§ **Texte fourni**:

##############################

80. Ensuite, les projets cotés peuvent donner lieu à la perturbation d’activités criminelles. La perturbation est une stratégie qui consiste à retarder, à interrompre ou à compliquer la commission d’infractions criminelles ou d’activités connexes par des personnes ou des réseaux criminels. Les efforts de perturbation peuvent servir à éviter les dommages attribuables à des crimes comme le terrorisme, ou encore à empêcher des entités criminelles de faire passer de la marchandise illicite ou de la drogue à la frontière. Parmi les exemples d’activités de perturbation, mentionnons la saisie de drogues et d’armes à feu, le démantèlement de laboratoires clandestins ou le gel et la confiscation de biens. Dans certains cas, la Police fédérale utilise la perturbation pour prévenir d’éventuels préjudices aux Canadiens plutôt que pour porter des accusations criminelles Note de bas de page 157 . Dans d’autres cas, la perturbation peut s’avérer une bonne option lorsque la GRC n’a pas suffisamment d’éléments de preuve pour porter des accusations.
81. Enfin, certains projets cotés ne donnent pas lieu à la perturbation d’activités criminelles ou au dépôt d’accusations. La GRC n’est pas toujours en mesure de recueillir suffisamment de preuves pour porter des accusations, ou encore il arrive que son objectif ne soit pas de porter des accusations ou de perturber des activités criminelles. Des 846 projets cotés menés par la Police fédérale entre 2013 et 2021, 132 ne visaient pas le dépôt d’accusations. Certains ciblaient des activités de renseignement ou d’assistance; d’autres ciblaient des activités de nature criminelle, mais la Police fédérale n’était pas l’organisme chargé de l’enquête (p. ex., un partenaire à l’étranger avait demandé à la GRC de participer à une livraison contrôlée de drogues ou d’argent afin de recueillir des preuves dans le cadre d’une enquête plus vaste).

##############################

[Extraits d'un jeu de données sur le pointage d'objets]
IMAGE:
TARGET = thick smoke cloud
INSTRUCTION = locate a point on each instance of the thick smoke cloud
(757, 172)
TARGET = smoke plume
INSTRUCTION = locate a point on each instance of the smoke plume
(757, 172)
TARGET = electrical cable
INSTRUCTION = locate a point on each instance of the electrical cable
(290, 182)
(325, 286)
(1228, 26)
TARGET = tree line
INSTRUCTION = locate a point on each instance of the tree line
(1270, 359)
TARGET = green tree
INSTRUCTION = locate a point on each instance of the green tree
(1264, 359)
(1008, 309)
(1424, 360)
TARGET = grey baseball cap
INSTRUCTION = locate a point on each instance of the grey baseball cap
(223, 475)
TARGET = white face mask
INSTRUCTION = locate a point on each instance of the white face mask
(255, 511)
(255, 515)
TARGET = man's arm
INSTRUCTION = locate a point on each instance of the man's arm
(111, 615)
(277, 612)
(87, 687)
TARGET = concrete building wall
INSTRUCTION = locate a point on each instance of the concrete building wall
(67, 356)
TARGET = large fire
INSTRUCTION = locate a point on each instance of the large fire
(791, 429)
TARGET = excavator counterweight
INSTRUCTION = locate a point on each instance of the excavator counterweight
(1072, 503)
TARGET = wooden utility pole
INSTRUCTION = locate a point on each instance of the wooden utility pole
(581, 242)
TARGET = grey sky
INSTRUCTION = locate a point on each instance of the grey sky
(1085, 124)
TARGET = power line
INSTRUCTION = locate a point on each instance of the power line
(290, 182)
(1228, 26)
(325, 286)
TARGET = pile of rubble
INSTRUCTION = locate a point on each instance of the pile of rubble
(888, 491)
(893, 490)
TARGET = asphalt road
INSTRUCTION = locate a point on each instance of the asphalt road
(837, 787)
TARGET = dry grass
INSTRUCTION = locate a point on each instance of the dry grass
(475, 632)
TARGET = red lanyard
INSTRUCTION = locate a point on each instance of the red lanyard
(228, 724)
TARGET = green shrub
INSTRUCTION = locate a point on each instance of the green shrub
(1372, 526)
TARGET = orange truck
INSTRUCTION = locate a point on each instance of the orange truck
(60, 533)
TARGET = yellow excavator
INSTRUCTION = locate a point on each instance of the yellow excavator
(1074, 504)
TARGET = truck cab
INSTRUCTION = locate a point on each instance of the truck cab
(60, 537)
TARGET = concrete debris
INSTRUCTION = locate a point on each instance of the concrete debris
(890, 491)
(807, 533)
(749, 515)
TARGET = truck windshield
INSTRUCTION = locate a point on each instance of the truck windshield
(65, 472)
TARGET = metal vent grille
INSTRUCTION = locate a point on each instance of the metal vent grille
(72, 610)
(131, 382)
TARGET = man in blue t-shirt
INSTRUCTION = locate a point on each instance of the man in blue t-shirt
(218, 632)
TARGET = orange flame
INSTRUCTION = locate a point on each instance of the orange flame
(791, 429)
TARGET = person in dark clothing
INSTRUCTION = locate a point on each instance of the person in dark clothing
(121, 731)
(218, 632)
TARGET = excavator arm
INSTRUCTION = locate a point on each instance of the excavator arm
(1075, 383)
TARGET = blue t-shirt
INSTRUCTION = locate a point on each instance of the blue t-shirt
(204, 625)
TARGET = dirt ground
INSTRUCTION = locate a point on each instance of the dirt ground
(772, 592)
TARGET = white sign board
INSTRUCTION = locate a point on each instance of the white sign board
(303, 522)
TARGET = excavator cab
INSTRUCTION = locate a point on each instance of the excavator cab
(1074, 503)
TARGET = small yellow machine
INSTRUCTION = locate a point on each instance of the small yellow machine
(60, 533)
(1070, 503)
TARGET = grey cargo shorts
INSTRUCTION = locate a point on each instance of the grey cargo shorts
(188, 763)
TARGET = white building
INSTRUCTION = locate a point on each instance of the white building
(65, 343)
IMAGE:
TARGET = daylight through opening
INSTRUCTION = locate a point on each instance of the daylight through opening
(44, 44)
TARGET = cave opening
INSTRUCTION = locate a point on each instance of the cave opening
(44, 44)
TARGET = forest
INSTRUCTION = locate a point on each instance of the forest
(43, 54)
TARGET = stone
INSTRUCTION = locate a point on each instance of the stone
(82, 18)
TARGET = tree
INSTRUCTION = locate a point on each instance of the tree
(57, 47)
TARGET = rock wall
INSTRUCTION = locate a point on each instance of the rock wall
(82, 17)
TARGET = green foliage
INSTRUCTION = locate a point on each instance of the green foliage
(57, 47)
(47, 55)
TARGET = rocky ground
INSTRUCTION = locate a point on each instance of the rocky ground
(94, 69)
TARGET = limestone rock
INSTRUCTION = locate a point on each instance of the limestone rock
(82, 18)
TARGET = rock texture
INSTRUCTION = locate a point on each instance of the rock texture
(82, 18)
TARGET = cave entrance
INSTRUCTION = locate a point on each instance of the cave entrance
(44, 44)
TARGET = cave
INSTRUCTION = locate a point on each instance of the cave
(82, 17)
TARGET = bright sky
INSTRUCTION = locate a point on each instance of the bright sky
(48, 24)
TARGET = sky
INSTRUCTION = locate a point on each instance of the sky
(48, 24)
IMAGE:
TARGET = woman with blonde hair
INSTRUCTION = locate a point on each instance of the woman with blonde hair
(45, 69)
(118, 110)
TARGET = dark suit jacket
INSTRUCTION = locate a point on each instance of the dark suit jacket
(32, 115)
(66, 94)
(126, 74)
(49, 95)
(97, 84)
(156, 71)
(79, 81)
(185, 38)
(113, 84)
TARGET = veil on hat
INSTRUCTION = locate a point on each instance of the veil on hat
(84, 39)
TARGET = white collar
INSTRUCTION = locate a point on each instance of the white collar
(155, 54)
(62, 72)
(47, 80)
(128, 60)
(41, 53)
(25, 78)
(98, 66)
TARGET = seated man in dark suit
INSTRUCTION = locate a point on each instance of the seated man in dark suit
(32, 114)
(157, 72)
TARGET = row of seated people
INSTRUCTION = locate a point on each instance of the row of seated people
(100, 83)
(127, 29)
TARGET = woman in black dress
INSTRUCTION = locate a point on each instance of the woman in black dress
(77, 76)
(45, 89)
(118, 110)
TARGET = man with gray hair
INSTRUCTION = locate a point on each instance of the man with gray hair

##############################

§ **Objectif**: Dans le texte sur les projets cotés de la GRC, réécrivez le passage qui commence aux mots « 81. Enfin, certains » et se termine après « enquête plus vaste). », en remplaçant « projets cotés » par « dossiers prioritaires ».

§ **Solution**:
81. Enfin, certains dossiers prioritaires ne donnent pas lieu à la perturbation d’activités criminelles ou au dépôt d’accusations. La GRC n’est pas toujours en mesure de recueillir suffisamment de preuves pour porter des accusations, ou encore il arrive que son objectif ne soit pas de porter des accusations ou de perturber des activités criminelles. Des 846 dossiers prioritaires menés par la Police fédérale entre 2013 et 2021, 132 ne visaient pas le dépôt d’accusations. Certains ciblaient des activités de renseignement ou d’assistance; d’autres ciblaient des activités de nature criminelle, mais la Police fédérale n’était pas l’organisme chargé de l’enquête (p. ex., un partenaire à l’étranger avait demandé à la GRC de participer à une livraison contrôlée de drogues ou d’argent afin de recueillir des preuves dans le cadre d’une enquête plus vaste).